Task instructions » Go to the line containing "A note as you" below; retype it and all following lines exactly, and leave out the pictures.

━━━━━ Records shown

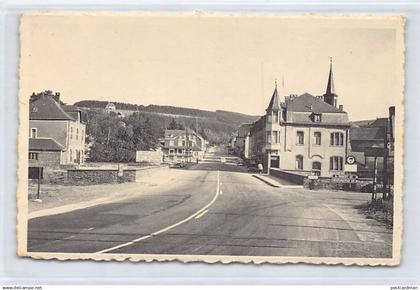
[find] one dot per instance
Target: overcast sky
(212, 62)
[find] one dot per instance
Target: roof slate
(274, 102)
(309, 103)
(44, 144)
(46, 108)
(366, 133)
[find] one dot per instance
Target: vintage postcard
(252, 138)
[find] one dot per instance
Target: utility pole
(375, 176)
(385, 165)
(39, 183)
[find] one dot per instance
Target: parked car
(179, 165)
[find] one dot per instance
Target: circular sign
(350, 160)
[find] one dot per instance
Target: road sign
(350, 167)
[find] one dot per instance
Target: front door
(275, 161)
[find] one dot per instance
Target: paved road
(216, 208)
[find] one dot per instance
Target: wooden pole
(39, 183)
(385, 167)
(375, 176)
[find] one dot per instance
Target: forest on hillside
(115, 139)
(235, 119)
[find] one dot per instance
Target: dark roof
(46, 108)
(44, 144)
(379, 122)
(70, 108)
(274, 102)
(177, 132)
(366, 133)
(309, 103)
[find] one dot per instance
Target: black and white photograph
(211, 137)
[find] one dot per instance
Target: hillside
(214, 118)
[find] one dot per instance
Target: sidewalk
(275, 182)
(64, 198)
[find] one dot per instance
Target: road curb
(265, 180)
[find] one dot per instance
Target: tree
(173, 125)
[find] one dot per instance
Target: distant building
(182, 146)
(57, 129)
(243, 140)
(150, 156)
(304, 134)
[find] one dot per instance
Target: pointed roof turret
(274, 102)
(330, 85)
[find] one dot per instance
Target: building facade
(182, 146)
(242, 142)
(304, 134)
(63, 125)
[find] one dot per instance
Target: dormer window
(316, 118)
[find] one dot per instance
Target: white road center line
(197, 214)
(201, 214)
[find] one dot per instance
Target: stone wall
(98, 176)
(152, 157)
(329, 184)
(289, 176)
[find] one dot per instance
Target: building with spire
(305, 134)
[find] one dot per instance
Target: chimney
(56, 97)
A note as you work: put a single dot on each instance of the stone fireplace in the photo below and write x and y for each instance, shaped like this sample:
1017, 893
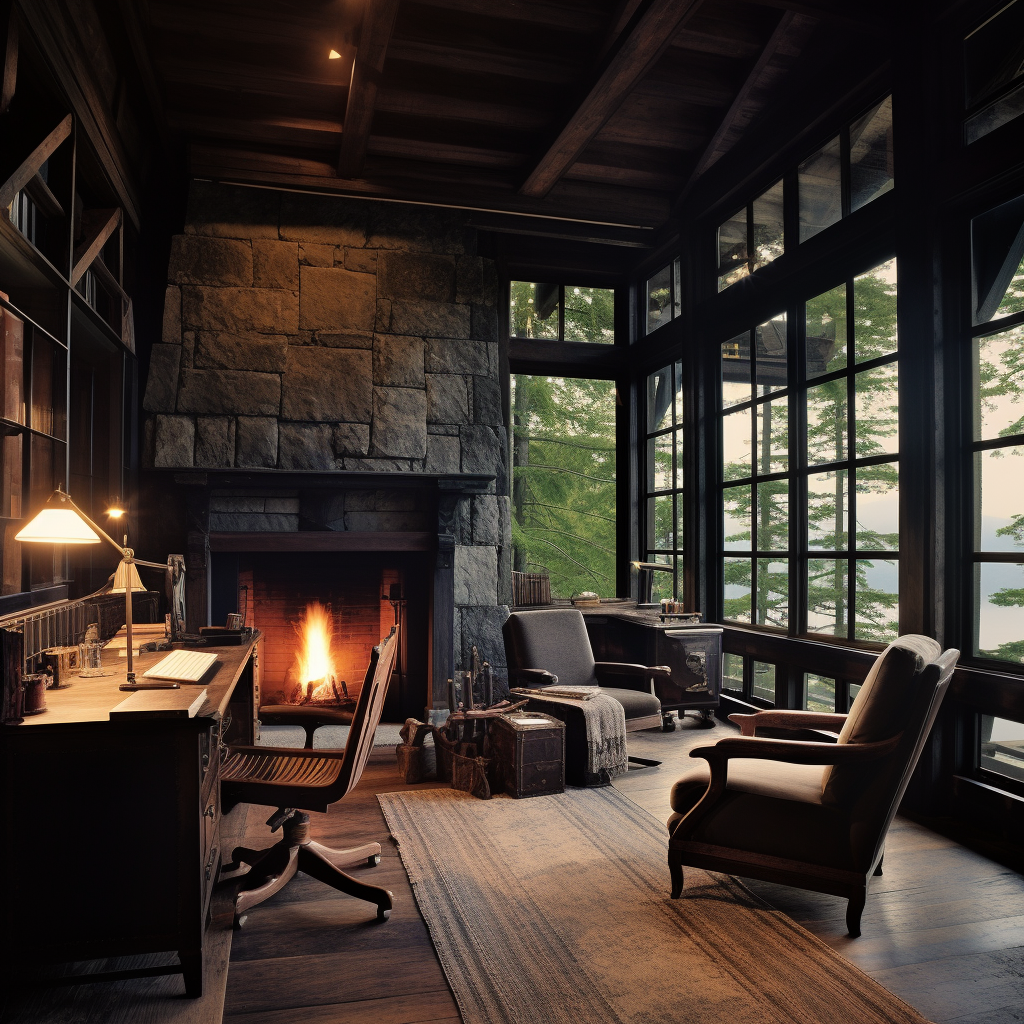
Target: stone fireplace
326, 396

━━━━━━━━━━

Full answer »
A note as you work: put a single dot on each instance of the stone fireplace in the photo below and write x and y for each instance, shaped like this sample:
1017, 893
Target: stone fireplace
326, 396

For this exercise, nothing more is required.